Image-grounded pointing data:
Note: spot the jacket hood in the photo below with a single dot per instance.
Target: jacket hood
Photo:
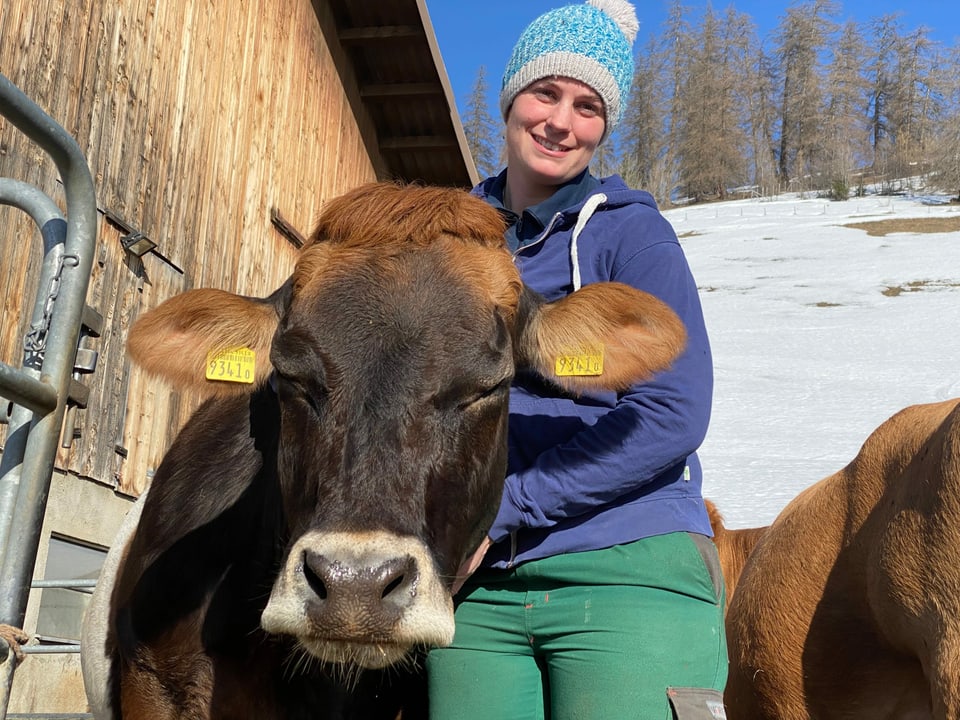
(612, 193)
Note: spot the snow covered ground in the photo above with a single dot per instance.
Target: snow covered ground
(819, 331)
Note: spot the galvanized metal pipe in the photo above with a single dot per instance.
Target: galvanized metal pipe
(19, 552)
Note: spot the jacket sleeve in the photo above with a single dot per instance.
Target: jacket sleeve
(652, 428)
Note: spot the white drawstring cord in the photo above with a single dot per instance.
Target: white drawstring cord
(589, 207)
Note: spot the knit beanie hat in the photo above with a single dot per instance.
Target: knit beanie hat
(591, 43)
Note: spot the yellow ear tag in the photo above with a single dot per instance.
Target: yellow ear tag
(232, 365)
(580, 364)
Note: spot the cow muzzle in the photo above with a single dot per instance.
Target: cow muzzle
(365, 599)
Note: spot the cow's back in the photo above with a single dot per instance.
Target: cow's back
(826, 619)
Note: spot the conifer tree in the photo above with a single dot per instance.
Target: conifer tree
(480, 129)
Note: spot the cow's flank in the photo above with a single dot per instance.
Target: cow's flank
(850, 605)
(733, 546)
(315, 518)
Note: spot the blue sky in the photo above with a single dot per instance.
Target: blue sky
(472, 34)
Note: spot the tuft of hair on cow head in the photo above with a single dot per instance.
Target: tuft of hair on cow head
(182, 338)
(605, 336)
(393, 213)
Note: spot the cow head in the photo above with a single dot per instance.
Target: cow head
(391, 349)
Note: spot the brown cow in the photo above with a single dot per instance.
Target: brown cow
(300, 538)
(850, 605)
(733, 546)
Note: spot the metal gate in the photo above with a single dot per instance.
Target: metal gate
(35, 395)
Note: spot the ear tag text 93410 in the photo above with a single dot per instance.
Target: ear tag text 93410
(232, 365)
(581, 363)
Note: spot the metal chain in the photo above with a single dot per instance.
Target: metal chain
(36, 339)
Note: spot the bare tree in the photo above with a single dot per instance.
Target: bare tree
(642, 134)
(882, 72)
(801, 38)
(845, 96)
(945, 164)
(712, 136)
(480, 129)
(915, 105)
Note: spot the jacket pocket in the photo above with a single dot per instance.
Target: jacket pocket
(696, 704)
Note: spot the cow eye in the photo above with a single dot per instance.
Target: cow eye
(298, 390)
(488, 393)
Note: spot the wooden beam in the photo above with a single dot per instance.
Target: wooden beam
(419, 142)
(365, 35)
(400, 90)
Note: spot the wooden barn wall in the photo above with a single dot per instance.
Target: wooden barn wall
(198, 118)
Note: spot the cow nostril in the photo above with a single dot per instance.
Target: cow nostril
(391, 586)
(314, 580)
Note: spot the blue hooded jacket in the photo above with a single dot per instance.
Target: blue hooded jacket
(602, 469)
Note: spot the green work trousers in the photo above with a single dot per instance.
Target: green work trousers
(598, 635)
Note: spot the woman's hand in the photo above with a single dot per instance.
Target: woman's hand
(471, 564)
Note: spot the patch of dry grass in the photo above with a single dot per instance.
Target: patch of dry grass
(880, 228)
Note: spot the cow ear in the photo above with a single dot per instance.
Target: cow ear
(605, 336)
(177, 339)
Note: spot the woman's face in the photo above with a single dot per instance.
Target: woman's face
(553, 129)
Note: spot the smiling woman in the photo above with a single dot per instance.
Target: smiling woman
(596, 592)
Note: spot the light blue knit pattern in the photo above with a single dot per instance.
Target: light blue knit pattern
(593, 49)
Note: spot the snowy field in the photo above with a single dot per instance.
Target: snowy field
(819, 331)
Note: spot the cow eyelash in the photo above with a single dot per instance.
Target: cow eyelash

[Aim of the task]:
Could you print, word for word, the line containing "Note: spot the woman's hand" and every line after it through the end of the records, and nothing else?

[Written response]:
Note: spot the woman's hand in the photo above with a single dot per instance.
Target: woman's hand
(471, 564)
Note: spot the patch of dry grass in the photo above with a single dot per instance.
Target: patch of dry grass
(880, 228)
Note: spot the cow ear in the photo above with a single dot per instance.
Target: cow ear
(605, 336)
(177, 339)
Note: spot the woman's face in the photo above with a single dot per instance.
Target: woman's face
(553, 129)
Note: spot the smiling woman in the photo above with a single dot per instance.
Target: smiling woman
(596, 592)
Note: spot the light blue knit pattern in the photo above with a single dot per instance.
Target: light blue knit pattern
(593, 49)
Note: spot the snowy field in the photo above with a single dot per instance.
Target: snowy field
(819, 331)
Note: spot the cow eyelash in the photo above with a single dot per instance.
Target: cow eyelash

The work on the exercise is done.